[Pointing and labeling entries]
━━━━━━━━

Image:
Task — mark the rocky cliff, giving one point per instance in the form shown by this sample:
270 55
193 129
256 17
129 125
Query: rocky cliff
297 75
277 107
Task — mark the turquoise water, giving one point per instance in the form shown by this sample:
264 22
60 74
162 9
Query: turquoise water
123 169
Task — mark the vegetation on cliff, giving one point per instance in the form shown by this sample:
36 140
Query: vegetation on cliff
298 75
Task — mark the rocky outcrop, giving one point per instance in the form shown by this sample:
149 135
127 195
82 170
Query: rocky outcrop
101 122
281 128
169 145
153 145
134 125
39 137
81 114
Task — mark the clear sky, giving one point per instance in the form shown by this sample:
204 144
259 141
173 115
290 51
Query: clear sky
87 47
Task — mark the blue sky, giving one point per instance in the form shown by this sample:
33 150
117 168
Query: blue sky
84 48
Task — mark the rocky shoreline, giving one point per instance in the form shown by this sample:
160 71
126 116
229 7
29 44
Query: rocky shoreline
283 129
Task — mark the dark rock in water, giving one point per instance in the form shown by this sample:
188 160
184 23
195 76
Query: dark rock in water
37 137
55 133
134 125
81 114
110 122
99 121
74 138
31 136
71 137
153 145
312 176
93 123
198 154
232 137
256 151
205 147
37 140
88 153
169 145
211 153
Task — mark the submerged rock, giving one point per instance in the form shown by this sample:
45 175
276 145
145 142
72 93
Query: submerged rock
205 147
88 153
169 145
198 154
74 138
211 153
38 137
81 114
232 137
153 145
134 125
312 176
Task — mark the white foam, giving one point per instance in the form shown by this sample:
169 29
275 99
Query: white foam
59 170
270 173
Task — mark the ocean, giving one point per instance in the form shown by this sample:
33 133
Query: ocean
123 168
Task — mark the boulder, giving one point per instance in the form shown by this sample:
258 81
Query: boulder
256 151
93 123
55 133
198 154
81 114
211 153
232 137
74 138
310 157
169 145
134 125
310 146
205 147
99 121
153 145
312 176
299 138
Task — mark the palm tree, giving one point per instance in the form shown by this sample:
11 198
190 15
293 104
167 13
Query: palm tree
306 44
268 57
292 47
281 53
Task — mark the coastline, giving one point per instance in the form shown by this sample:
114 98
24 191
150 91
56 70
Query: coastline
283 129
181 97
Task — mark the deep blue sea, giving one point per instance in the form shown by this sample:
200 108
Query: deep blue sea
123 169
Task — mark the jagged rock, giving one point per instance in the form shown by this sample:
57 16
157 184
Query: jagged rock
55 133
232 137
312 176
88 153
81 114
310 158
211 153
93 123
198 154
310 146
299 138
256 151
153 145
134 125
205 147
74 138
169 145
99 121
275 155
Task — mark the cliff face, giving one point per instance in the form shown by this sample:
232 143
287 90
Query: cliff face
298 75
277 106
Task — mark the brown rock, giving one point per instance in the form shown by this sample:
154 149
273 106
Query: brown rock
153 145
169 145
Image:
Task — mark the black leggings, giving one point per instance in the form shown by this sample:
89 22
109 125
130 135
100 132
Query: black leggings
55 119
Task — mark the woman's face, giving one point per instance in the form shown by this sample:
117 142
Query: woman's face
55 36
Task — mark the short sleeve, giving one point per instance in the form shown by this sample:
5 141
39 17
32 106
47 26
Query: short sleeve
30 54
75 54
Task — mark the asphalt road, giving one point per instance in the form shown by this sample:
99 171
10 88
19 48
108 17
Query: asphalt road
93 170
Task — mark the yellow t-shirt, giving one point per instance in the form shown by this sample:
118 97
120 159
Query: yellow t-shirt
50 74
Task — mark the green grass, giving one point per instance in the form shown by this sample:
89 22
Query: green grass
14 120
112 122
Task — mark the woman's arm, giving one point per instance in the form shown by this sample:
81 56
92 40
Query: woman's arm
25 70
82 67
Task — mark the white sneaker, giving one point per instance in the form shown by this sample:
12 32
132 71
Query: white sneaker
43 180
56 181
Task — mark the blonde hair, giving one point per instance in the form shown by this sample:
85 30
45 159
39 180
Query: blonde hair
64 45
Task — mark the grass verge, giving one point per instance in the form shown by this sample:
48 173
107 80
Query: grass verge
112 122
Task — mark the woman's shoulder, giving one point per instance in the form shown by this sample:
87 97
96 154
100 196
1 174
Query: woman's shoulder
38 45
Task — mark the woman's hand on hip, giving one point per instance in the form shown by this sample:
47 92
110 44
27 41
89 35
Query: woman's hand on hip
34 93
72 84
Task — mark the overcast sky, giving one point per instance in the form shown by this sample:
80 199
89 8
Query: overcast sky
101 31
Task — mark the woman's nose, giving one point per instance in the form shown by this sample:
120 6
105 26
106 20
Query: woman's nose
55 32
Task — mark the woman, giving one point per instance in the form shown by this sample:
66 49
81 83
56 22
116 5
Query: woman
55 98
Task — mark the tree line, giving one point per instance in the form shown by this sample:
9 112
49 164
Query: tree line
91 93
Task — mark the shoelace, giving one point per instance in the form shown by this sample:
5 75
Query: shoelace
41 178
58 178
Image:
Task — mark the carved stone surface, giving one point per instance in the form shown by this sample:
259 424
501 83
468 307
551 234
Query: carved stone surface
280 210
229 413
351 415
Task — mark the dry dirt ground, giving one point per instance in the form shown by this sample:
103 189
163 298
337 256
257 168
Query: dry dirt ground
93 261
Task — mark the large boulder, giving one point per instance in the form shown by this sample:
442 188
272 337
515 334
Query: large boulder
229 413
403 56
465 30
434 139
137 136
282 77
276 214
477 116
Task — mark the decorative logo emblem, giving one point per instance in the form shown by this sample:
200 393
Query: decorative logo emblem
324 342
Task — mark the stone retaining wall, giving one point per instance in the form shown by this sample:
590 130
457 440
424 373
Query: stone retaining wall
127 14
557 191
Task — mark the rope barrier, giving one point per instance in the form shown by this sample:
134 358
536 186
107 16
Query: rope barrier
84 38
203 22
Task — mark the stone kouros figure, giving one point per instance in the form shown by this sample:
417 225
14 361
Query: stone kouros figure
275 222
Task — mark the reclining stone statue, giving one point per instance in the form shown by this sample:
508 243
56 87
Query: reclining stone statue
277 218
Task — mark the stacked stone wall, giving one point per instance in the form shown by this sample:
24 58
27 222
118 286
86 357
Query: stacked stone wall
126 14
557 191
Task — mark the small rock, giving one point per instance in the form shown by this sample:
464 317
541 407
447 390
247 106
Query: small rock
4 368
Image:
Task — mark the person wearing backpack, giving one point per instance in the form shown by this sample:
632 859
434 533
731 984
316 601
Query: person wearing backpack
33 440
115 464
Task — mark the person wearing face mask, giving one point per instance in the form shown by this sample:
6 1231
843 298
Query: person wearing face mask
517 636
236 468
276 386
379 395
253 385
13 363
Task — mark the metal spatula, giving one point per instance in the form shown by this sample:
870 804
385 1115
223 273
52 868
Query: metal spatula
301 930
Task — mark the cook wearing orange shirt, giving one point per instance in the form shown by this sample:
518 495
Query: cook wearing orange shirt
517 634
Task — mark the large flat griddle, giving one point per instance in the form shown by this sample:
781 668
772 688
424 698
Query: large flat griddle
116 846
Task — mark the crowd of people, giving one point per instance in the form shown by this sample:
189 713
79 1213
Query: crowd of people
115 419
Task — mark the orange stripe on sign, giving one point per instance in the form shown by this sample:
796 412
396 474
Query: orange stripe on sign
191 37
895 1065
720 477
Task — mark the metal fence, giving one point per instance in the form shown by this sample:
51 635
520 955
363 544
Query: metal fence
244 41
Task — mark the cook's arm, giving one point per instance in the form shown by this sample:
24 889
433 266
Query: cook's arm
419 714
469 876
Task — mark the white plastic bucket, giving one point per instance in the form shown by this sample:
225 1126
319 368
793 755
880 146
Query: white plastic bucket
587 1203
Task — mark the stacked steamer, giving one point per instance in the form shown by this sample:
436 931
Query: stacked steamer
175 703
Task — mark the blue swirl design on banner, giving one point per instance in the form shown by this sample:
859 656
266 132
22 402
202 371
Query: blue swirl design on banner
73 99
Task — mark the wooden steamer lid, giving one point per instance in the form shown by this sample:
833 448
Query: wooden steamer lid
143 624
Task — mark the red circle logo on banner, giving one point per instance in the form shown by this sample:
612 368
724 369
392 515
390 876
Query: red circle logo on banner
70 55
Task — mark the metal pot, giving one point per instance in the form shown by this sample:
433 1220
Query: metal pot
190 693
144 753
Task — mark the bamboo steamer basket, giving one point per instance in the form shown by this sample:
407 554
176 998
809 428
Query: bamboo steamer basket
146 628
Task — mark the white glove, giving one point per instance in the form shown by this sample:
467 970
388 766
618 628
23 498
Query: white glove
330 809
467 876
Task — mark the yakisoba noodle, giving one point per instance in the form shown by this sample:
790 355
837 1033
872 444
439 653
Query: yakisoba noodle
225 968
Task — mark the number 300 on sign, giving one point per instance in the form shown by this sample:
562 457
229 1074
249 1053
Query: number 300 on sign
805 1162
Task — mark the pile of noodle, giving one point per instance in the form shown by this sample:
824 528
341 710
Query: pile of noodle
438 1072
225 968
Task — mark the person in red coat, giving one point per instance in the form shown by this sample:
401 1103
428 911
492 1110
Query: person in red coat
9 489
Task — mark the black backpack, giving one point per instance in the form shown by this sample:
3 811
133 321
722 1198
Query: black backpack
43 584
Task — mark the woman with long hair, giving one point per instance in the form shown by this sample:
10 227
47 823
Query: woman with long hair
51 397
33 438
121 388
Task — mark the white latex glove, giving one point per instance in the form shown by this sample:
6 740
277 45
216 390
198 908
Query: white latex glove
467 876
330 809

━━━━━━━━

**Exercise prompt:** Rewrite the stretch from the line containing "Task — mark the person in" through the end of the entries, replacing "black backpack" with "gray backpack" and leaving everything else unchanged.

**Final answer:**
Task — mark the person in red coat, giving one point per instance in the form shown by this sample:
401 1103
428 911
492 1110
Query: person in red coat
9 489
Task — mark the gray backpack, giving one point per instance in the form shown by this sample:
3 811
133 321
722 1198
Query: gray backpack
43 584
Task — mark the woman with long hair, giving one point per instance in the form shown by this sample:
10 227
47 823
Query: woman with long hair
51 397
33 438
121 388
Task — mark the white latex glove, giving one point per instance in the form shown by this sample:
6 740
277 45
216 390
198 908
Query: white latex glove
467 876
330 809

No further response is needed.